- **Source**
-- Start --
Tall fescue might be a challenge when your average high temp is 97F. 1500sqft since it is small enough to manage the watering. Bermuda might be easier to maintain.


----------



## drjoeshmoe (Apr 20, 2018)

I probably should have gotten the mix the garden supply store has, which I believe is tall fescue and purenial rye....I guess they are suppose to support each other's weaknesses. I had planned on overseeding with the mix later.


----------



## g-man (Jun 15, 2017)

I wasn't clear. A warm season lawn (bermuda, zoysia) will be easier than a cool season (tall fescue, KBG, ryegrass). Bermuda/zoysia are normally grown from sod instead of seed. Warm season grasses thrive on full sun heat while cool season ones struggle in high heat (above 90F).


----------



## drjoeshmoe (Apr 20, 2018)

1 more question if I may,
I have the lawn aerated, tall fescue and fert down. Being that I did not scalp the grass but only cut short, I only have a few semi-bald spots. Is it necessary to put down some top soil, or will I be ok? We are getting 90-95 degree weather for the next few days, then it cools back to the mid to high 70's.
thanks again,


----------



## social port (Jun 19, 2017)
-- End --
- **Set problem A**
Repeat the forum thread on lawn grass above, word for word, from "I probably should" to "(Jun 15, 2017)".
- **Set problem B**
Continue the forum thread on lawn grass above from the point where it stops.

- **Provided data**
-- Start --
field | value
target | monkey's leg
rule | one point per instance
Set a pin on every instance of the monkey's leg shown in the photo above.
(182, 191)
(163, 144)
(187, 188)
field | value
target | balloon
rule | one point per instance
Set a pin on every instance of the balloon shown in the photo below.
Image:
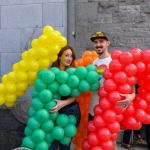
(62, 120)
(42, 115)
(58, 133)
(62, 77)
(38, 135)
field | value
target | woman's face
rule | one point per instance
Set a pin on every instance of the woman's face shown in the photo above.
(66, 58)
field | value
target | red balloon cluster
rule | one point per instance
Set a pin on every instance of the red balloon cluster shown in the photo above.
(125, 70)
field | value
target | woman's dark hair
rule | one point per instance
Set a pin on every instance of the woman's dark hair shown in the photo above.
(57, 62)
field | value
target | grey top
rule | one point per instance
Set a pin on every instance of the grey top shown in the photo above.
(20, 111)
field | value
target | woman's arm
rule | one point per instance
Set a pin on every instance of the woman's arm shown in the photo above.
(128, 99)
(62, 103)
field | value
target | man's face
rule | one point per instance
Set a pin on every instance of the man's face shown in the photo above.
(101, 45)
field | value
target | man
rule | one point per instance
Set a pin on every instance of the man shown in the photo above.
(101, 44)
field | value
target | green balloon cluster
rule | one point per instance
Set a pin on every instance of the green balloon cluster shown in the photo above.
(44, 127)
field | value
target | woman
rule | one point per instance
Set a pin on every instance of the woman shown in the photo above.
(67, 105)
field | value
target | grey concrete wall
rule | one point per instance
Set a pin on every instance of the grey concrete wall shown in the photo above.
(127, 22)
(21, 21)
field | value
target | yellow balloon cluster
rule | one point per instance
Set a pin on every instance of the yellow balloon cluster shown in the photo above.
(43, 51)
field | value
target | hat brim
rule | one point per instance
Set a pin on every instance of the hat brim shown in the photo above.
(100, 37)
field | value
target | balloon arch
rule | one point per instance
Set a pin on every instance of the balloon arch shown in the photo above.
(125, 70)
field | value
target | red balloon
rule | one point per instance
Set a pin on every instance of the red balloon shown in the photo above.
(98, 121)
(91, 127)
(97, 110)
(130, 122)
(104, 104)
(136, 53)
(129, 111)
(126, 58)
(124, 89)
(96, 148)
(115, 54)
(114, 127)
(130, 70)
(102, 92)
(107, 74)
(114, 96)
(145, 54)
(109, 85)
(93, 139)
(104, 134)
(139, 115)
(120, 77)
(109, 116)
(108, 145)
(131, 81)
(86, 145)
(115, 66)
(114, 136)
(119, 118)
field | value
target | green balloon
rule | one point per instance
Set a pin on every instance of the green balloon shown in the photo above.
(75, 92)
(31, 112)
(48, 76)
(70, 130)
(72, 119)
(91, 67)
(62, 120)
(28, 131)
(33, 124)
(53, 87)
(94, 87)
(40, 72)
(47, 126)
(50, 105)
(38, 135)
(53, 116)
(45, 96)
(81, 72)
(62, 77)
(56, 96)
(37, 104)
(28, 142)
(39, 85)
(43, 145)
(70, 71)
(73, 81)
(92, 77)
(64, 90)
(57, 133)
(49, 138)
(84, 86)
(65, 140)
(42, 115)
(54, 69)
(35, 93)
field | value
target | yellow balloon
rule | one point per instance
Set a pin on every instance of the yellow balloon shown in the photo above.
(11, 76)
(10, 98)
(22, 86)
(47, 30)
(2, 99)
(35, 43)
(2, 88)
(32, 75)
(10, 87)
(4, 78)
(21, 75)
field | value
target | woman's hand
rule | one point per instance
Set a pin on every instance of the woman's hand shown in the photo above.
(60, 104)
(128, 99)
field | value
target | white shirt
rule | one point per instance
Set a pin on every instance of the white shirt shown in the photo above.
(101, 65)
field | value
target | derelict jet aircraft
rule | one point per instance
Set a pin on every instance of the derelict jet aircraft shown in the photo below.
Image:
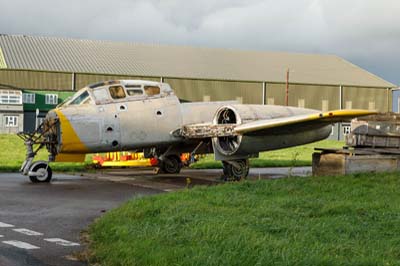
(128, 115)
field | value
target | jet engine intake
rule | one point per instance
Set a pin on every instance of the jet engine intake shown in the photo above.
(227, 145)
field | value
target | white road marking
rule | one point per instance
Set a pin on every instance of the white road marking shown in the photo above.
(61, 242)
(27, 232)
(20, 244)
(5, 225)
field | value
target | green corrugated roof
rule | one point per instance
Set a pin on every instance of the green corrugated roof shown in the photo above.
(116, 58)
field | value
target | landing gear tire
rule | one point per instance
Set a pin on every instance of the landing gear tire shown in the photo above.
(171, 165)
(44, 171)
(235, 170)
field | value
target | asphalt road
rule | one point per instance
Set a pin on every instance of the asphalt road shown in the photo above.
(40, 224)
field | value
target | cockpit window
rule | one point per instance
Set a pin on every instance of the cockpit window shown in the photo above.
(81, 98)
(117, 92)
(151, 90)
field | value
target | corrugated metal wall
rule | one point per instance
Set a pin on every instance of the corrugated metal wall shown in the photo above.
(81, 80)
(213, 90)
(307, 96)
(36, 79)
(366, 98)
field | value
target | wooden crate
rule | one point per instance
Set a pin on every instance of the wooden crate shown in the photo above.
(342, 164)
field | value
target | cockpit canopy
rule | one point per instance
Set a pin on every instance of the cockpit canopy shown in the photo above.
(119, 90)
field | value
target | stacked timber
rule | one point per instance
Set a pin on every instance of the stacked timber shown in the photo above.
(380, 131)
(373, 145)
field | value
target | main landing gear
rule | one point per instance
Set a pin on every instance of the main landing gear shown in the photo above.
(170, 164)
(235, 170)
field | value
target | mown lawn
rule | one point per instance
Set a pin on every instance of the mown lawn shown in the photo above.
(352, 220)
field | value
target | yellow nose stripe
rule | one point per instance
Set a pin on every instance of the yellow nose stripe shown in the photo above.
(70, 142)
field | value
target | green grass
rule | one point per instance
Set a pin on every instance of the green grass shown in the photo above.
(13, 151)
(353, 220)
(296, 156)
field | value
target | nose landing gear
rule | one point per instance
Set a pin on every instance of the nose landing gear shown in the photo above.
(39, 171)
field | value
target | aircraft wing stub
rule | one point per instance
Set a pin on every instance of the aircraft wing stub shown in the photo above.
(308, 119)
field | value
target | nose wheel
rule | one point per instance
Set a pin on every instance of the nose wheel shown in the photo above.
(40, 173)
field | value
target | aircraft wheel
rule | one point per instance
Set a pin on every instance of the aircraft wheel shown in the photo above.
(236, 171)
(171, 165)
(45, 173)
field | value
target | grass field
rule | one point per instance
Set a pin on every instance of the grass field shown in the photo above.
(353, 220)
(12, 155)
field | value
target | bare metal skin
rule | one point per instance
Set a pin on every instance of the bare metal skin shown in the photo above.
(145, 115)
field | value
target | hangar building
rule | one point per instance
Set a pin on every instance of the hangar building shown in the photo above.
(323, 82)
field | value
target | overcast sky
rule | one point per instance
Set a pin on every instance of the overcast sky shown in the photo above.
(365, 32)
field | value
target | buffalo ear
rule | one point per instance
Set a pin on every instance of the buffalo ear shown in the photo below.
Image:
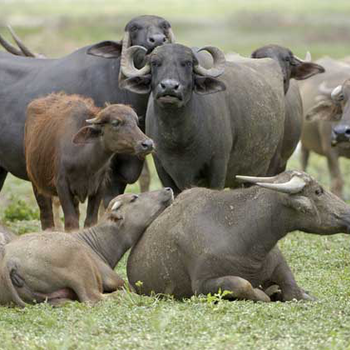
(207, 85)
(87, 134)
(302, 70)
(138, 85)
(106, 49)
(300, 203)
(325, 110)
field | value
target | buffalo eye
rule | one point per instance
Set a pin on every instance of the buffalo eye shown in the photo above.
(116, 123)
(134, 197)
(165, 25)
(186, 64)
(319, 191)
(134, 28)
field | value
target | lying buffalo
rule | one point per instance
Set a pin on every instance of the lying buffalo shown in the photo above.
(57, 267)
(78, 73)
(69, 145)
(210, 240)
(322, 113)
(210, 124)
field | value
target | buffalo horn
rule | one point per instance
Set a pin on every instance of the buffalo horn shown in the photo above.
(337, 93)
(255, 179)
(23, 48)
(324, 89)
(127, 65)
(218, 65)
(8, 47)
(171, 36)
(293, 186)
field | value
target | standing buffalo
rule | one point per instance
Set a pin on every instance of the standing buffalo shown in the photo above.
(210, 124)
(78, 73)
(209, 240)
(322, 113)
(292, 68)
(69, 144)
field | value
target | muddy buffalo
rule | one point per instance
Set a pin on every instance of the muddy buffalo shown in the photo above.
(210, 124)
(57, 267)
(226, 240)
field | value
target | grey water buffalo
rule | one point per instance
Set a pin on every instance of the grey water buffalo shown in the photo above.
(57, 267)
(293, 68)
(78, 73)
(212, 240)
(69, 144)
(319, 110)
(210, 124)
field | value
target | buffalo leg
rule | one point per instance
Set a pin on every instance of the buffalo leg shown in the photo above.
(3, 174)
(45, 207)
(69, 207)
(92, 209)
(145, 177)
(238, 287)
(304, 157)
(284, 278)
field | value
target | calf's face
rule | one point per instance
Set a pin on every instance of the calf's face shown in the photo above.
(334, 106)
(291, 66)
(137, 212)
(116, 128)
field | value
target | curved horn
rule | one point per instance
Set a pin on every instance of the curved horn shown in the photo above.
(23, 48)
(127, 65)
(293, 186)
(255, 179)
(337, 93)
(324, 89)
(93, 121)
(8, 47)
(171, 36)
(218, 65)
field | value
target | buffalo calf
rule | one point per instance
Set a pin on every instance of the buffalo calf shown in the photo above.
(69, 144)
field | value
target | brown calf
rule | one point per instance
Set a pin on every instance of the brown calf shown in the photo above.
(69, 143)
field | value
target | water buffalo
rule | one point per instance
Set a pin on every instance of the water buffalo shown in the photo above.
(210, 124)
(296, 69)
(319, 110)
(57, 266)
(78, 73)
(69, 144)
(210, 240)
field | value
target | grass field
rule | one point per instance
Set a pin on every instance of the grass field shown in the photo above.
(321, 264)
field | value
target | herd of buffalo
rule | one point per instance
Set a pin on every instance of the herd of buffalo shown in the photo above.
(79, 127)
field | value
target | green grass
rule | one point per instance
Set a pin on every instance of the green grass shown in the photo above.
(321, 264)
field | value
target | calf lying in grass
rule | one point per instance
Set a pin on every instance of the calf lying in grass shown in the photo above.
(210, 240)
(57, 266)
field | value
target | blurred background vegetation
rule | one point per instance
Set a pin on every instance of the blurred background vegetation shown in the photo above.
(56, 28)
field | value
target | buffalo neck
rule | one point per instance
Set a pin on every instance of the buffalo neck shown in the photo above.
(107, 240)
(179, 126)
(270, 222)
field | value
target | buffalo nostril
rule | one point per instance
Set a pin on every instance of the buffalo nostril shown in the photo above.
(147, 145)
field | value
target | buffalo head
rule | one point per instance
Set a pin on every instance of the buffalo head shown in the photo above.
(292, 66)
(333, 105)
(172, 73)
(309, 206)
(146, 31)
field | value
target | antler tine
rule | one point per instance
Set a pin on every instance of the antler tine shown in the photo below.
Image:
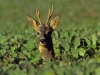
(38, 15)
(50, 13)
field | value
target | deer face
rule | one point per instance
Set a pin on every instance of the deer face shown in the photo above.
(44, 31)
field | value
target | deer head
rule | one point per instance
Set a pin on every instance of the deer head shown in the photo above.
(44, 31)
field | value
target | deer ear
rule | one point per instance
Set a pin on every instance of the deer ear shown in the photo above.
(54, 22)
(32, 22)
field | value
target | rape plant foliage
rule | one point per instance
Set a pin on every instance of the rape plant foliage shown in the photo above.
(77, 49)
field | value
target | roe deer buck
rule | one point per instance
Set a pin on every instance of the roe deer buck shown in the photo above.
(44, 32)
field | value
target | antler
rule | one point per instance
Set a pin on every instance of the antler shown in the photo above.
(50, 13)
(38, 16)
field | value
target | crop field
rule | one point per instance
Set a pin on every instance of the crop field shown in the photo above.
(76, 40)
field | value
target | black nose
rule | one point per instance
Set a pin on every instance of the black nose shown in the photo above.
(42, 40)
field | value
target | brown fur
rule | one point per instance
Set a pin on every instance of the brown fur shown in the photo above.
(44, 35)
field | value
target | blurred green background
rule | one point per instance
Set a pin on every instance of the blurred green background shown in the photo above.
(72, 12)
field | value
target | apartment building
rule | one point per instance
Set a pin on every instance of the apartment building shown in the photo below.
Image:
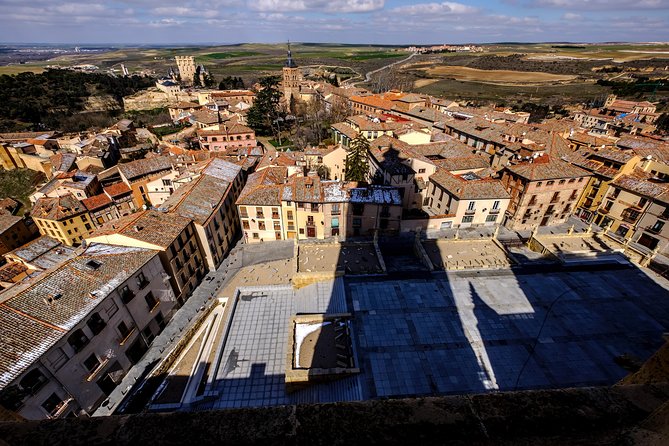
(226, 137)
(173, 236)
(64, 218)
(468, 199)
(259, 206)
(14, 232)
(209, 200)
(605, 165)
(137, 175)
(544, 192)
(634, 206)
(312, 208)
(68, 343)
(373, 209)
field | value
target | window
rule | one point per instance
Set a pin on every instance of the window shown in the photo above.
(160, 320)
(151, 301)
(111, 308)
(33, 381)
(52, 404)
(57, 358)
(78, 340)
(92, 363)
(96, 324)
(657, 227)
(126, 294)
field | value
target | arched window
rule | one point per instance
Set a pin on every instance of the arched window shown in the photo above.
(33, 381)
(78, 340)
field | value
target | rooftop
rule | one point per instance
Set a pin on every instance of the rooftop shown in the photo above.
(159, 229)
(547, 167)
(43, 252)
(35, 315)
(146, 166)
(58, 208)
(469, 186)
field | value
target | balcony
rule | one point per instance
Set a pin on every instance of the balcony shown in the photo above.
(61, 408)
(94, 374)
(122, 341)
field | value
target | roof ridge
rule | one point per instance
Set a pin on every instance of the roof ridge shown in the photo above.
(33, 318)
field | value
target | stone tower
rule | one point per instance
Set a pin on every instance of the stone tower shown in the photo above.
(292, 76)
(186, 65)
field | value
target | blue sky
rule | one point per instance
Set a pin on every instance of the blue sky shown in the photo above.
(345, 21)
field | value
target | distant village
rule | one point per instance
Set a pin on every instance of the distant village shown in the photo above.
(127, 226)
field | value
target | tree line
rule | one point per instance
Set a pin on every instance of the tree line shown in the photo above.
(33, 101)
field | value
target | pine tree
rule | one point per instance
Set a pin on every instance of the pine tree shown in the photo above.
(357, 167)
(266, 115)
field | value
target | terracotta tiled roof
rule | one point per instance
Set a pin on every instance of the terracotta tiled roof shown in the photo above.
(642, 183)
(153, 227)
(264, 188)
(117, 190)
(58, 208)
(469, 186)
(146, 166)
(97, 202)
(547, 168)
(32, 324)
(8, 220)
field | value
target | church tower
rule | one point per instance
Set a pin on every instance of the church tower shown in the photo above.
(292, 76)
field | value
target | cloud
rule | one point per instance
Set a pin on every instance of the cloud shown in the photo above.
(603, 5)
(572, 16)
(343, 6)
(435, 9)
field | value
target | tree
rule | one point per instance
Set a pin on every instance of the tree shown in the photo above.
(209, 80)
(357, 168)
(662, 123)
(266, 116)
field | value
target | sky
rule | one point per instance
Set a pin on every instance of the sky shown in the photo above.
(342, 21)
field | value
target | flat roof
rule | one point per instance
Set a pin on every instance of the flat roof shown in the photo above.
(452, 333)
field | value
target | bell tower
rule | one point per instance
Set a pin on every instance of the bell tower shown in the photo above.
(292, 76)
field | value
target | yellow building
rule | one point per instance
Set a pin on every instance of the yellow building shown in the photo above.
(63, 218)
(606, 166)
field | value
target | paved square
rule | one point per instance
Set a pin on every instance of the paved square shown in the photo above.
(468, 332)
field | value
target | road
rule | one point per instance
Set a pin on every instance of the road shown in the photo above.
(368, 76)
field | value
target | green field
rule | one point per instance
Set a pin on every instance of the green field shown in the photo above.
(228, 55)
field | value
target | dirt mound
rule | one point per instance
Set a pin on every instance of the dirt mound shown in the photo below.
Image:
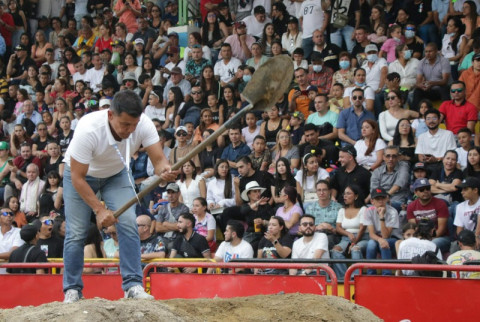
(286, 307)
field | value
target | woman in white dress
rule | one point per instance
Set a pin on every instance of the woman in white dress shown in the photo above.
(370, 147)
(191, 185)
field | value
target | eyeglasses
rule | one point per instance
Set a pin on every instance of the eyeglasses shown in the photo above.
(456, 90)
(305, 224)
(423, 189)
(48, 222)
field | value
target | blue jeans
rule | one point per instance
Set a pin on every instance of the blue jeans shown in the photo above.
(345, 34)
(357, 253)
(115, 190)
(373, 248)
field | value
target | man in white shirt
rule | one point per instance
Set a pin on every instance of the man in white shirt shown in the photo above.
(312, 245)
(9, 235)
(256, 22)
(233, 246)
(95, 162)
(96, 73)
(226, 68)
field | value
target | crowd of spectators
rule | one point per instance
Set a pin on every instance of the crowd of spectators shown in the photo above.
(375, 140)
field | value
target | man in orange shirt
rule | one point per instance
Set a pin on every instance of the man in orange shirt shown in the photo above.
(298, 97)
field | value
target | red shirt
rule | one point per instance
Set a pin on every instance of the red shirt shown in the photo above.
(435, 209)
(456, 117)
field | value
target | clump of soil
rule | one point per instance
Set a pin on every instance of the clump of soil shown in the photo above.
(282, 307)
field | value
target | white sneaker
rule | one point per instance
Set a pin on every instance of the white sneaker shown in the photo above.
(137, 292)
(71, 296)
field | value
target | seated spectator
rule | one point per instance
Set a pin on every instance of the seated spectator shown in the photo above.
(151, 245)
(388, 119)
(234, 246)
(382, 223)
(31, 190)
(192, 185)
(444, 180)
(168, 214)
(312, 245)
(370, 148)
(350, 225)
(29, 252)
(93, 249)
(458, 113)
(420, 243)
(433, 76)
(349, 173)
(467, 252)
(205, 223)
(276, 243)
(50, 244)
(351, 118)
(188, 243)
(433, 145)
(291, 210)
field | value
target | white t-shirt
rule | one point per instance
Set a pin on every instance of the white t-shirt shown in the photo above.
(464, 213)
(352, 225)
(227, 72)
(93, 143)
(414, 246)
(368, 160)
(227, 252)
(312, 13)
(304, 250)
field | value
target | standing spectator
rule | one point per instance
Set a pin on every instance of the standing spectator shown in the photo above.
(458, 113)
(382, 222)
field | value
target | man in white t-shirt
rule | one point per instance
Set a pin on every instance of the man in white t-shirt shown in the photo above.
(467, 212)
(95, 162)
(233, 246)
(313, 245)
(226, 68)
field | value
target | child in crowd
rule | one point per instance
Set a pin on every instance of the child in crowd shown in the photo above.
(395, 38)
(379, 36)
(65, 137)
(298, 60)
(260, 156)
(295, 127)
(251, 130)
(464, 137)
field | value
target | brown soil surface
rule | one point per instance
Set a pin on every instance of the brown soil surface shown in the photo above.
(283, 307)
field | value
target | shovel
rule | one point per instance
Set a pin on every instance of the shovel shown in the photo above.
(267, 86)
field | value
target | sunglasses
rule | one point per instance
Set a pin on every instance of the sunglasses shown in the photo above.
(423, 189)
(48, 222)
(305, 224)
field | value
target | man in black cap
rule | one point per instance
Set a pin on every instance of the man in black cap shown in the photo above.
(28, 252)
(467, 252)
(349, 173)
(18, 64)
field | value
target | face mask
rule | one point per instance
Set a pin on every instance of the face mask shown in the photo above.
(317, 68)
(409, 34)
(408, 54)
(372, 58)
(344, 64)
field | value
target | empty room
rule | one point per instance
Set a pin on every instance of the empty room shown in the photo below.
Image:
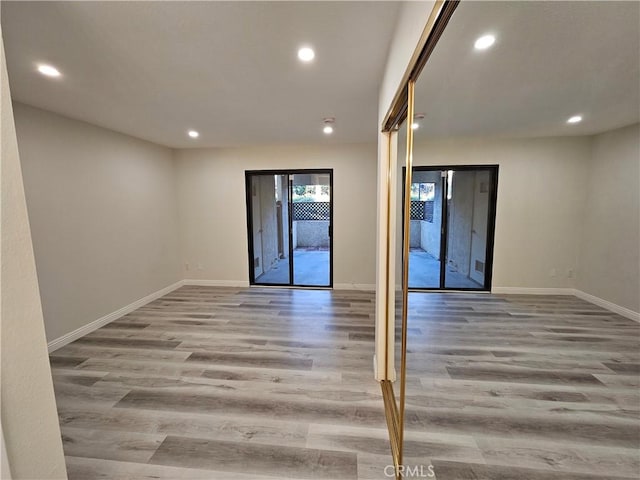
(320, 240)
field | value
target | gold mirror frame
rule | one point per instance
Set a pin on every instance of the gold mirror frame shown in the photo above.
(402, 108)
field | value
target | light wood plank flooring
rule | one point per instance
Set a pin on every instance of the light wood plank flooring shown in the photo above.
(217, 383)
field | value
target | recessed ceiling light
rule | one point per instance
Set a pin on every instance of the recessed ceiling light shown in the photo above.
(328, 125)
(49, 71)
(306, 54)
(484, 42)
(418, 116)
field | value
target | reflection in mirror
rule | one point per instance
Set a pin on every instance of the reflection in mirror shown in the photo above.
(401, 159)
(505, 109)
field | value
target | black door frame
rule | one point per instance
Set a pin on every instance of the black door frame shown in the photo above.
(444, 227)
(288, 172)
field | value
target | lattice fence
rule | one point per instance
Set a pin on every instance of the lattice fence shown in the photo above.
(417, 210)
(311, 211)
(421, 210)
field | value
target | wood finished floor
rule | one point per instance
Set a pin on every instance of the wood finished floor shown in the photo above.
(217, 383)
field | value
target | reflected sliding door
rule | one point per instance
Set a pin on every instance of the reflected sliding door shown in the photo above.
(289, 221)
(452, 227)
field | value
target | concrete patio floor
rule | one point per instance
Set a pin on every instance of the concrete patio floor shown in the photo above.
(424, 272)
(310, 267)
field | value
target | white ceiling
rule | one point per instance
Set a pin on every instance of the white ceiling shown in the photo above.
(551, 60)
(227, 69)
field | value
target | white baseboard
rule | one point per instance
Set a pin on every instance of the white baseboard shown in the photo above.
(532, 291)
(90, 327)
(625, 312)
(620, 310)
(216, 283)
(369, 287)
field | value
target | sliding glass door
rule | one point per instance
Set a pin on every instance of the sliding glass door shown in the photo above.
(452, 225)
(289, 220)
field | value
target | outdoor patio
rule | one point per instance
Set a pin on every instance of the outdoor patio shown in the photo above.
(310, 267)
(424, 272)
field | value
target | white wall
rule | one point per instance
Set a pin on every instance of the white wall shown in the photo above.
-- End --
- **Written answer A**
I probably should have gotten the mix the garden supply store has, which I believe is tall fescue and purenial rye....I guess they are suppose to support each other's weaknesses. I had planned on overseeding with the mix later.


----------



## g-man (Jun 15, 2017)

- **Written answer B**
Wow, that was quick.
For bare soil, many of us use a light layer of peat moss over the seed to help retain moisture. It sounds like you are doing something closer to a reseed. Most people I know don't use peat when overseeding, but that is when the existing turf is already thick and temps aren't above 85.

I really don't have enough info to advise, but i am assuming that the existing turf is thin. If so, peat may help. Others may have better ideas here.

You will need to do frequent, brief waterings. Keep the seed moist but not drenched.

Seeding fescue in the spring is usually not the best plan. You may need to seed again this fall, but also see g-man's suggestion re cool season vs warm season grass based on your summer temps.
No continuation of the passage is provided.